Reproduce the records. Keep every word exact and include no images.

start DATA

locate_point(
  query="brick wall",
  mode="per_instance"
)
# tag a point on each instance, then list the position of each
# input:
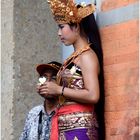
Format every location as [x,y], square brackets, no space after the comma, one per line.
[120,46]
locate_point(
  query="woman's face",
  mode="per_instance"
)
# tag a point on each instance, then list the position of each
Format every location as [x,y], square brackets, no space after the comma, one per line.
[67,35]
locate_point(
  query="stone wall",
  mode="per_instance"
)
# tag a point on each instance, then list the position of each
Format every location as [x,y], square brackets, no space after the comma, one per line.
[119,23]
[30,38]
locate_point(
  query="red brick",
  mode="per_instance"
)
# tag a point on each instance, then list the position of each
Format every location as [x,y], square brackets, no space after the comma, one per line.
[121,78]
[112,4]
[120,39]
[122,90]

end DATA

TASK ANSWER ::
locate_point(
  query="brick wall",
  mode="per_instance"
)
# tag a point on each instance, then list the position of each
# input:
Format every location as [x,y], square brackets, no space after the comma, one per line.
[120,46]
locate_point(
  query="woman's face",
  mode="per_instance"
)
# tag a point on each instance, then list the position of each
Format every location as [x,y], square brackets, no space after the comma, one per line.
[67,35]
locate_point(
  query="stone wall",
  mode="per_instance"
)
# tag a point on each instance, then list the position of each
Format every location as [x,y], square brackets, no space after the comma, one per line.
[119,23]
[30,38]
locate_point(
  query="red brick",
  mode="per_instance"
)
# tag a point on each instance, then list the position of each
Format every location as [x,y], square brackets, no space after the comma, one per line.
[121,78]
[112,4]
[120,39]
[122,90]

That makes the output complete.